**READING PASSAGE:**
The KAOS team consists of Redthread youth workers. The team is also supported by over 30 professionals across the King’s College Hospital site, representing a breadth of professions and specialities. Each day, the team will identify adolescent patients across the hospital, meet with these patients and work with their medical and surgical teams to ensure that their needs are being met not only physically, but also emotionally and socially.
The service is part of King’s College Hospital’ wider vision to become a young person friendly hospital by improving the suitability, accessibility, quality and safety of services for young people.
Redthread’s Diabetes service model works in partnership with Queen Elizabeth Hospital Children and Young People’s Diabetes Team to increase young people’s access to diabetes services in the community and aid clinicians to better support children and young people with complex needs. A Redthread youth worker provides one-to-one support to young people aged 11-19 who have a diabetes diagnosis to empower them to better manage their illness, to build resilience, self-confidence and self-efficacy.
Amy had a rare gastrointestinal condition and was admitted to King’s to undergo several bowel procedures. A KAOS Youth Worker initially spoke to Amy over the phone, when the team were still working remotely. This support appeared to initially help Amy build up a trust and rapport with the Youth Worker, as she reported quite acute social anxiety when meeting new people face to face. The first few calls allowed Amy to express her worries about her physical health along with plans for the future. They provided her with a space to begin separating her different anxieties and factors influencing her mood. With the prospect of further investigations and uncertainty during her admission, the calls were also a chance for Amy to discuss relaxation techniques that she could utilise when going for scans. During this time, Amy also informed the Youth Worker that she had been waiting for a referral to be processed by CAMHS in her local area. The Youth Worker contacted this team and was able to update them on Amy’s current mood and concerns, and to ascertain when Amy’s support would begin.

**WHAT IS EXPECTED:**
Reproduce the full passage on Redthread's hospital youth work word for word.

**EXCERPTED RECORDS:**
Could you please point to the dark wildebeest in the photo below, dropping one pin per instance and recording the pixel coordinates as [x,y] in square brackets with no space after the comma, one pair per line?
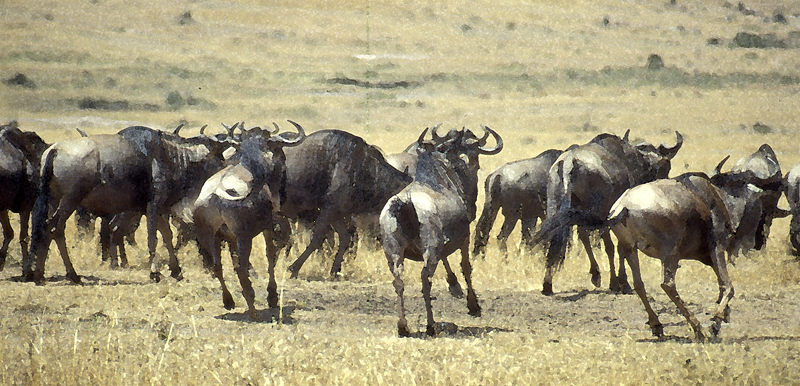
[791,185]
[429,219]
[691,217]
[591,177]
[19,176]
[406,160]
[331,177]
[237,203]
[519,188]
[139,170]
[764,165]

**YOUR RESPONSE:**
The KAOS team consists of Redthread youth workers. The team is also supported by over 30 professionals across the King’s College Hospital site, representing a breadth of professions and specialities. Each day, the team will identify adolescent patients across the hospital, meet with these patients and work with their medical and surgical teams to ensure that their needs are being met not only physically, but also emotionally and socially.
The service is part of King’s College Hospital’ wider vision to become a young person friendly hospital by improving the suitability, accessibility, quality and safety of services for young people.
Redthread’s Diabetes service model works in partnership with Queen Elizabeth Hospital Children and Young People’s Diabetes Team to increase young people’s access to diabetes services in the community and aid clinicians to better support children and young people with complex needs. A Redthread youth worker provides one-to-one support to young people aged 11-19 who have a diabetes diagnosis to empower them to better manage their illness, to build resilience, self-confidence and self-efficacy.
Amy had a rare gastrointestinal condition and was admitted to King’s to undergo several bowel procedures. A KAOS Youth Worker initially spoke to Amy over the phone, when the team were still working remotely. This support appeared to initially help Amy build up a trust and rapport with the Youth Worker, as she reported quite acute social anxiety when meeting new people face to face. The first few calls allowed Amy to express her worries about her physical health along with plans for the future. They provided her with a space to begin separating her different anxieties and factors influencing her mood. With the prospect of further investigations and uncertainty during her admission, the calls were also a chance for Amy to discuss relaxation techniques that she could utilise when going for scans. During this time, Amy also informed the Youth Worker that she had been waiting for a referral to be processed by CAMHS in her local area. The Youth Worker contacted this team and was able to update them on Amy’s current mood and concerns, and to ascertain when Amy’s support would begin.